## Data shown
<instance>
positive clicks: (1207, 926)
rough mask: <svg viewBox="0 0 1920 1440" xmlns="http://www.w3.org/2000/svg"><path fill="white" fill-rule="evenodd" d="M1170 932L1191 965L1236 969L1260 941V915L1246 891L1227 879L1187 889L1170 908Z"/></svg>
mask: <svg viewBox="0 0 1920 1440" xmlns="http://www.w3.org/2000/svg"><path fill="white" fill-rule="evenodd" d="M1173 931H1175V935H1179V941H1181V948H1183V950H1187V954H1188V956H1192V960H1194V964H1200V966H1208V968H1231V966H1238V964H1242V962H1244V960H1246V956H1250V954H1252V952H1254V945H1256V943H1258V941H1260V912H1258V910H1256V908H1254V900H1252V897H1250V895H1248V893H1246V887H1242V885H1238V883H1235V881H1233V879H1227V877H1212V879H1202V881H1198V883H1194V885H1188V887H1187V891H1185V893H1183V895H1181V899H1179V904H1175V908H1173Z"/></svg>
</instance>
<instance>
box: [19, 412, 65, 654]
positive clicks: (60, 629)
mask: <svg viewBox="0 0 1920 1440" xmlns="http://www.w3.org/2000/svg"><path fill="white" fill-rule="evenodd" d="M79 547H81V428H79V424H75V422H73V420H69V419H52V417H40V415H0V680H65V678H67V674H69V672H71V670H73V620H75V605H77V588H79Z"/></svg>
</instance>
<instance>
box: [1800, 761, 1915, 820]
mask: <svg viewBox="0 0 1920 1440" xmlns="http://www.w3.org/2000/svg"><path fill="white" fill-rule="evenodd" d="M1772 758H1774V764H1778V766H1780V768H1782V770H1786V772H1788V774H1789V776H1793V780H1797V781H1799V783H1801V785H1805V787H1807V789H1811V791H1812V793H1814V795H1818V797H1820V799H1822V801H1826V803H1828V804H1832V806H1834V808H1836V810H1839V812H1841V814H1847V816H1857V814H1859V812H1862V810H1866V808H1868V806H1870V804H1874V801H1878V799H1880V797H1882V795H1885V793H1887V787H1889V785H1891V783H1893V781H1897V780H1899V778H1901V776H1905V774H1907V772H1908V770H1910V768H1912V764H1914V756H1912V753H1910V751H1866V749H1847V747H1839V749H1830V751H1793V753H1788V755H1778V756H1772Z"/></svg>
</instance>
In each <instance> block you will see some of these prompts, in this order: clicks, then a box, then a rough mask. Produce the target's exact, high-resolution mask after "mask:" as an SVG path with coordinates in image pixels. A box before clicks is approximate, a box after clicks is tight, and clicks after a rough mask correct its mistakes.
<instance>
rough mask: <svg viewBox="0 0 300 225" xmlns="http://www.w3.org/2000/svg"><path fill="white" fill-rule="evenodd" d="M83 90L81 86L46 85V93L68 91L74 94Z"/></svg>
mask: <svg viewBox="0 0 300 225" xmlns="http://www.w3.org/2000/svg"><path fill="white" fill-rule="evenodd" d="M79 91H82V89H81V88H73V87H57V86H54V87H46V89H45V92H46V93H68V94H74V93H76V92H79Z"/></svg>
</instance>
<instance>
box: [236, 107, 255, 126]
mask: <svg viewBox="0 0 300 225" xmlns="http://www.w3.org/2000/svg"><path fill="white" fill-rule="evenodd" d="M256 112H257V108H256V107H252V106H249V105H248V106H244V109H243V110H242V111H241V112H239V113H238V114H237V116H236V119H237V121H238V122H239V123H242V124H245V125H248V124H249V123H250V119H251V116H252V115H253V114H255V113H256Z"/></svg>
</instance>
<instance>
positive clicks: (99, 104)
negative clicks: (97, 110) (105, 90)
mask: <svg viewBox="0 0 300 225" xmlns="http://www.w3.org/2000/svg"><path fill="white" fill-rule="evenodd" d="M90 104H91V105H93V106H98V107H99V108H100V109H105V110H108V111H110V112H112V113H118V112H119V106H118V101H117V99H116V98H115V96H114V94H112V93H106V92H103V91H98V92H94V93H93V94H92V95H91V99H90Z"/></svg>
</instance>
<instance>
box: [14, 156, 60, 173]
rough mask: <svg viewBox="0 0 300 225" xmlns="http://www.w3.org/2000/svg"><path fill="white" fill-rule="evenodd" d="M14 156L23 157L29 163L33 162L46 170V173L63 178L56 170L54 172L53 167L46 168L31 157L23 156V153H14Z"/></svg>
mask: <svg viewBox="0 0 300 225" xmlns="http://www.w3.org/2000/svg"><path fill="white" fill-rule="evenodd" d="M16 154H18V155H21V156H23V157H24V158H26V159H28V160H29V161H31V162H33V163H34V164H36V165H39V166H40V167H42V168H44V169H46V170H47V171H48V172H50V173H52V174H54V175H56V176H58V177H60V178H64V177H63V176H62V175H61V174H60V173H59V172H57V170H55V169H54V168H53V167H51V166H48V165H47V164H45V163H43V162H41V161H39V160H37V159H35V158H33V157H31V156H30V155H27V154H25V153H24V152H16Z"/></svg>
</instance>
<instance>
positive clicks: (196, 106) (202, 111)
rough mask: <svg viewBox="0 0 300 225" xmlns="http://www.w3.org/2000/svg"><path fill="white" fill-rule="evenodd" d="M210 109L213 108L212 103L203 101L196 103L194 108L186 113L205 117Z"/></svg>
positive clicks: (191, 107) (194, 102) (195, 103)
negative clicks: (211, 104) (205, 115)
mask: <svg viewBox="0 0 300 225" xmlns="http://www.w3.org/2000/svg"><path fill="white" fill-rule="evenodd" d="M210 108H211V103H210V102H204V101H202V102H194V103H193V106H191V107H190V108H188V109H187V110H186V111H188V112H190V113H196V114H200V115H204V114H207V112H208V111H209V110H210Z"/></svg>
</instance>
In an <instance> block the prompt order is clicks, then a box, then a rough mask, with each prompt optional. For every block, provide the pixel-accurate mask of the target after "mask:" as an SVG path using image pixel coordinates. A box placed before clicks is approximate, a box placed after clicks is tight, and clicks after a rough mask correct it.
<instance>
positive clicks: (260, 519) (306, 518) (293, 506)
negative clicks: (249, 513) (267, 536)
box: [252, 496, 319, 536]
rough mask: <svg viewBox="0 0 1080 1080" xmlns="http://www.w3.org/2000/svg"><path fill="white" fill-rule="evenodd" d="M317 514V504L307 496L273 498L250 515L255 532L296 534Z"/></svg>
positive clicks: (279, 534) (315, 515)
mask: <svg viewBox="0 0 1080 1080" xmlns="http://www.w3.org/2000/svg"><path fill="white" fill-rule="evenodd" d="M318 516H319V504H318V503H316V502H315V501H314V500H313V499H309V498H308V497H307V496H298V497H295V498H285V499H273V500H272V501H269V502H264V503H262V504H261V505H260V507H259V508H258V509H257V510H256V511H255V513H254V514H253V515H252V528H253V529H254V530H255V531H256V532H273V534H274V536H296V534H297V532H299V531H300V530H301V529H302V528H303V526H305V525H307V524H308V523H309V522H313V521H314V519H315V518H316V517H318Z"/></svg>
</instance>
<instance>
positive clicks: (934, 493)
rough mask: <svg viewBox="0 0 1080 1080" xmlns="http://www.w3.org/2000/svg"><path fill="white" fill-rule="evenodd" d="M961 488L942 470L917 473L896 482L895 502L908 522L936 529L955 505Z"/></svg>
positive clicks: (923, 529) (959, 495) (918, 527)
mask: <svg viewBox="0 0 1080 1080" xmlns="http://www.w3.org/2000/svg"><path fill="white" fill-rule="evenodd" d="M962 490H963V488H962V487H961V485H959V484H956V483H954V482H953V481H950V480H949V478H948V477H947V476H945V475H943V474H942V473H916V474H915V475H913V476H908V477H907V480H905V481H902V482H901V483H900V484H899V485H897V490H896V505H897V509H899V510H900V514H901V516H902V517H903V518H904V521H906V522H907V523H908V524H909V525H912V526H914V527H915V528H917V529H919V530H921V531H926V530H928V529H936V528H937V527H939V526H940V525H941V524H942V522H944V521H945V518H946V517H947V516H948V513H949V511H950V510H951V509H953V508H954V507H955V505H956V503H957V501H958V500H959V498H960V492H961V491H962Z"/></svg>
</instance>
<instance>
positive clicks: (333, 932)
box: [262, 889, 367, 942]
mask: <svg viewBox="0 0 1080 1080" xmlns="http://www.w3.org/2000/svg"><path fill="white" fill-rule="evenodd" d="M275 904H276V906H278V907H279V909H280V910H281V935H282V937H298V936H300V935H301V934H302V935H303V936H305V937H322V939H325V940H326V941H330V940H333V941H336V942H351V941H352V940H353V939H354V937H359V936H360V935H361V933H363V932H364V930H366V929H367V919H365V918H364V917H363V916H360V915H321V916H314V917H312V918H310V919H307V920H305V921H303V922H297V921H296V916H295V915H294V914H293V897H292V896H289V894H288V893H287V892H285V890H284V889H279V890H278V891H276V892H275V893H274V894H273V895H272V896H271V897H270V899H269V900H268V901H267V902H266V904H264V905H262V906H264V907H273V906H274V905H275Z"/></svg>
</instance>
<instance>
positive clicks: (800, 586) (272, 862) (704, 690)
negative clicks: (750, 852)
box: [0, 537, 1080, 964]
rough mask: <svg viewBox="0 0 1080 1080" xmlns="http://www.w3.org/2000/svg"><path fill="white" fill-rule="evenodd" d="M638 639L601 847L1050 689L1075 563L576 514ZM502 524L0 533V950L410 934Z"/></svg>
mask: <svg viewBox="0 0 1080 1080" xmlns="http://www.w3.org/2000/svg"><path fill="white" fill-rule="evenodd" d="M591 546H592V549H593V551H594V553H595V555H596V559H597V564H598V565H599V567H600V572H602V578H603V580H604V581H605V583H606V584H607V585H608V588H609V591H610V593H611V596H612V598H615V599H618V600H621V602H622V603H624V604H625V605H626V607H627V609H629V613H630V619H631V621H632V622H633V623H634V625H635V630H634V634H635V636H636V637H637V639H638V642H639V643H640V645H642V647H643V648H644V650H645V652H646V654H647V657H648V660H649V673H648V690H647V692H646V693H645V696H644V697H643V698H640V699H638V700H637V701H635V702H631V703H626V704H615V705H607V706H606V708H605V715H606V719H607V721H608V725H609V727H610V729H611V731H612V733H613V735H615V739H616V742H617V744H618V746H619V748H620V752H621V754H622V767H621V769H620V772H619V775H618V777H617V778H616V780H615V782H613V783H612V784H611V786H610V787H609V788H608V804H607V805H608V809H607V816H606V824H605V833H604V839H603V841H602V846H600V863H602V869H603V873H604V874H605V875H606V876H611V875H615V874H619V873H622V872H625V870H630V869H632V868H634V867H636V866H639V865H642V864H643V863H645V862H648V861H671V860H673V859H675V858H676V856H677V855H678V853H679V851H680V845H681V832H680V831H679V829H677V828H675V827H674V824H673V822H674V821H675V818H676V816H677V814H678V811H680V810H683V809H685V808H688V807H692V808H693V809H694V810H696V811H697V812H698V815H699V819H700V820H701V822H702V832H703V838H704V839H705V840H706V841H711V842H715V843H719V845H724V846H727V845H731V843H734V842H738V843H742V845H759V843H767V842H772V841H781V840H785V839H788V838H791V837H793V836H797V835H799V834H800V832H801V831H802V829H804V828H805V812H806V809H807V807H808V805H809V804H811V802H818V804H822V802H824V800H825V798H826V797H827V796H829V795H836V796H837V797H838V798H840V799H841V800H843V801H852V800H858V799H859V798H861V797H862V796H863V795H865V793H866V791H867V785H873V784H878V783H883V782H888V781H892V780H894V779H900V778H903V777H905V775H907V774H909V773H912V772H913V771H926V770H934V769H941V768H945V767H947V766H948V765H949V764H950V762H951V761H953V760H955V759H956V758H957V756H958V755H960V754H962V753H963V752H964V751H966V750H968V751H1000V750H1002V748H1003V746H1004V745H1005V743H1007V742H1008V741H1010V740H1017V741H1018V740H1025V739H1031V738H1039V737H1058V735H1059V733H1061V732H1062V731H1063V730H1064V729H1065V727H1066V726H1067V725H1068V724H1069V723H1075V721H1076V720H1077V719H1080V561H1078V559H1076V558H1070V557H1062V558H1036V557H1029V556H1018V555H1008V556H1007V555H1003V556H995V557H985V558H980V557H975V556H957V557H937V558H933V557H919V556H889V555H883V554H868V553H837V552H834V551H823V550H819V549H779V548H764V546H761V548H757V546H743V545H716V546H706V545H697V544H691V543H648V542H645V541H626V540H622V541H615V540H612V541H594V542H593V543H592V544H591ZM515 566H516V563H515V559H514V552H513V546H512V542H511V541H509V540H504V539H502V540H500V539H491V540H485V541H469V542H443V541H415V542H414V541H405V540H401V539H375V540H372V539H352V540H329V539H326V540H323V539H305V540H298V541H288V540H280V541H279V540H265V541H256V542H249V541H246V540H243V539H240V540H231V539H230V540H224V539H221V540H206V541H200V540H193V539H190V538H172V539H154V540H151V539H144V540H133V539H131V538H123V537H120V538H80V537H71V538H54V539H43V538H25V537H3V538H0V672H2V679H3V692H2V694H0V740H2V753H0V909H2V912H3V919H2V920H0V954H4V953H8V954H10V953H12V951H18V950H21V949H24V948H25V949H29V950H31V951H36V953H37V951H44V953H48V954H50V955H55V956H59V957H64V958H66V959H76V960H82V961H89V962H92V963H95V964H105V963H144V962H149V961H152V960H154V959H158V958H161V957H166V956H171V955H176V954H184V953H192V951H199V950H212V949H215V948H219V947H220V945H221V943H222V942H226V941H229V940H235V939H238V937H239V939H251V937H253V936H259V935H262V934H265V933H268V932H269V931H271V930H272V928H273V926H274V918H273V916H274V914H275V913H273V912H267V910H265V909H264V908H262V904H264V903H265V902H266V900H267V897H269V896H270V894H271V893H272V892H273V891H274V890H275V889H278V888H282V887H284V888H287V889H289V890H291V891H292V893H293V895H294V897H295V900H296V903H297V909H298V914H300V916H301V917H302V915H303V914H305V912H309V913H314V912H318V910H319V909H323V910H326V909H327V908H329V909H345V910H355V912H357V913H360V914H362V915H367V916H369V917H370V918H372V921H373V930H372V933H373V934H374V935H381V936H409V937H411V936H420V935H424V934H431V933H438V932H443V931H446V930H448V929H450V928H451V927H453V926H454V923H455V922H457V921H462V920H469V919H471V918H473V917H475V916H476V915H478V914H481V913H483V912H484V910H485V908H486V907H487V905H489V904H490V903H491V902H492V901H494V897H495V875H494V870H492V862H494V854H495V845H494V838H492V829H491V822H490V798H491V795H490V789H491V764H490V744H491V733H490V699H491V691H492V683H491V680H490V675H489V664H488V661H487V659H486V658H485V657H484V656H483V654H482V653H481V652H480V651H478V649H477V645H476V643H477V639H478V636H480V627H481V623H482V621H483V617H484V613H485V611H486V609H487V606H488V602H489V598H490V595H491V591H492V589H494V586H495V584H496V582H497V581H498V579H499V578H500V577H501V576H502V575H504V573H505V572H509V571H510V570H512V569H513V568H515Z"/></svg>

## Assignment
Pull out every line of the records that contains the string "each", matching case exactly.

## Exercise output
In each <instance> block you will see some of these prompts, in this order: clicks, then a box, then a rough mask. Produce the target's exact, high-resolution mask after "mask:" as an SVG path with coordinates in image pixels. A box before clicks is approximate, a box after clicks is tight, and clicks after a rough mask correct its mistakes.
In an <instance> block the prompt order is clicks, then a box, then a rough mask, with each prompt optional. For every block, provide the pixel-accurate mask of the target after "mask:" as an SVG path using image pixel coordinates. A box placed before clicks is approximate, a box placed after clicks is tight, and clicks after a rough mask correct it.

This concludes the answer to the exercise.